Task prompt.
Extend the write-up on the new Python C API functions that return strong references, picking up right after its last bullet point.

Selection.
━━━━━━━━━━━━━━━━━━━━━━━━━━━━━━
Last June, I proposed adding a new PyDict_GetItemRef() function to Python 3.13 C API. Every aspect of the API design was discussed in length. I will explain how the API was designed, to finish with the future creation of C API Working Group.

Psyche Revived by Cupid's Kiss

Photo: Psyche Revived by Cupid's Kiss sculpture by Antonio Canova.

Add PyImport_AddModuleRef() function

In June, while reading Python C code, I found a surprising code: the PyImport_AddModuleObject() function creates a weak reference on the module returned by import_add_module(), call Py_DECREF() on the module, and then try to get the module back from the weak reference: it can be NULL if the reference count was one. I expected to have just Py_DECREF(), but no, complicated code involving a weak reference is needed to prevent a crash.

So I added the new PyImport_AddModuleRef() function to return directly the strong reference, and avoid having to create a temporary weak reference.

Note: The API of the new PyImport_AddModuleObject() function is still being discussed and may change in the near future.

Add PyWeakref_GetRef() function

Shortly after, I added the new PyWeakref_GetRef() function. It is similar to PyWeakref_GetObject(), but returns a strong reference instead of a borrowed reference.

Since I listed Bad C API in my "Design a new better C API for Python" project in 2018, I am now fighting against borrowed references since they cause multiple issues such as:

  • Subtle crashes in C extensions.
━━━━━━━━━━━━━━━━━━━━━━━━━━━━━━
Data shown.
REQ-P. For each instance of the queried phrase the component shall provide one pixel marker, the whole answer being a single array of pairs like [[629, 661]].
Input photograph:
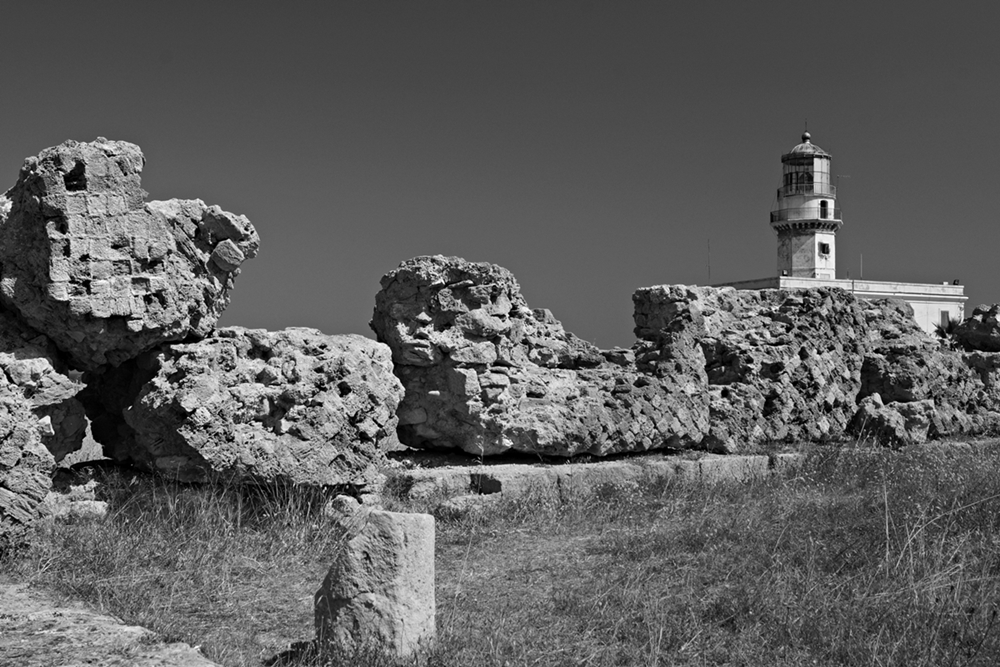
━━━━━━━━━━━━━━━━━━━━━━━━━━━━━━
Result of this task.
  • Make the C API implementation in PyPy more complicated: see Inside cpyext: Why emulating CPython C API is so Hard (2018) by Antonio Cuni.
  • Unknown objects lifetime preventing optimization opportunities.
  • Make the C API less regular and harder to use: some functions return a new reference, others return borrowed reference.

In 2020, my first attempt to add a new PyTuple_GetItemRef() function was rejected.

PyDict_GetItemRef(): easy!

Since it went well (quick discussion, no major disagreement) to add PyImport_AddModuleRef() and PyWeakref_GetRef() functions, I felt lucky and proposed adding a new PyDict_GetItemRef() function. It should be easy as well, right? The discussion started in the issue and continued in the associated pull request.

The idea of PyDict_GetItemRef() is to replace the PyDict_GetItem() function which returns a borrowed reference and ignore all errors: hash(key) error, key == key2 comparison error, KeyboardInterrupt, etc.

There is already the PyDict_GetItemWithError() function which reports errors. But it returns a borrowed reference and its API has an issue: when it returns NULL, the caller must check PyErr_Occurred() to know if an exception is set, or if the key is missing. This problem was the very first issue created in the Problems project of the C API Working Group.

This Problems project is a collaborative work to collect C API issues. By the way, the PEP 733 – An Evaluation of Python’s Public C API was published at October 16: summary of these problems.

PyDict_GetItemRef(): API version 1

I proposed the API:

int PyDict_GetItemRef(PyObject *mp, PyObject *key, PyObject **pvalue)
int PyDict_GetItemStringRef(PyObject *mp, const char *key, PyObject **pvalue)

Return 0 on success, or -1 on error. Simple, right?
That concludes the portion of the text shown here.